Create a shared docker-based infrastructure for the deploying the OBO PURL server

Question

Create a shared docker-based infrastructure for the deploying the OBO PURL server

kltm opened this issue 4 years ago · 30 comments

Answer 1 · 2021-04-28T18:39:34.000Z

Noting work for logs/analysis fat #63 on #747

Answer 2 · 2021-04-29T01:39:33.000Z

@jamesaoverton We're thinking about starting a Dockerfile from scratch, but I seem to recall that you may have already started on something? Is there anything worth basing work from that already exists?

Answer 3 · 2021-04-29T18:04:59.000Z

@kltm I just pushed this docker-experiments branch.

Answer 4 · 2021-04-29T18:28:44.000Z

@jamesaoverton Great, thank you!
Talking to @cmungall , it sounds like this ticket is the common understanding of our recent conversation, so I'm going to move it into our "ready" hopper.
Tagging @abessiari for further discussion as we progress.

Answer 5 · 2021-04-29T18:31:17.000Z

A bit more...

My top priority is to replace Travis, which is broken for this repo, with GitHub Actions, so we have CI for PRs again. The experiment branch was working toward that, but then I got clobbered by other deadlines.

About my docker-experiment branch:

tools/site.yml: the Ansible script we've been using, which should still work
Makefile: working on some improvements that are not relevant to this issue
Dockerfile (new)
- almost empty
- really just needs the latest Ubuntu LTS
install.sh (new)
- should do the same thing as the Ansible script, but more concise
- should also be idemopotent
- I guess I didn't set up cron here
- maybe easier to use than Ansible in GitHub Actions
run.sh (new):
- build the Dockerfile then run whatever command you give inside Docker
- for local development

If you're going to use Ansible, then I'm not sure these new files are relevant.

Answer 6 · 2021-04-29T20:27:19.000Z

@jamesaoverton @kltm
Thanks I will take a look. I remember Travis did work when I made my changes ...

» **EXERCISE BRIEF**:
From the OBO PURL server thread above, return the passage from "- should do" up to and including "files are relevant.", copied word for word. The lines that follow come from a separate source and are unrelated to the thread above.

» **DATA BLOCK**:
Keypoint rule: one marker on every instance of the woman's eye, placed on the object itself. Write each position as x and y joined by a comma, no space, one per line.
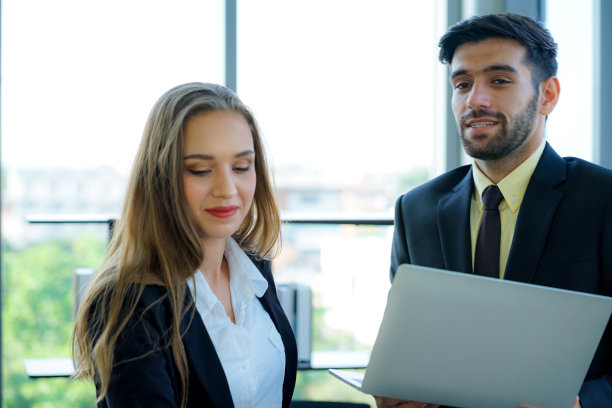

» **OUTPUT**:
- should do the same thing as the Ansible script, but more concise
- should also be idemopotent
- I guess I didn't set up cron here
- maybe easier to use than Ansible in GitHub Actions
run.sh (new):
- build the Dockerfile then run whatever command you give inside Docker
- for local development

If you're going to use Ansible, then I'm not sure these new files are relevant.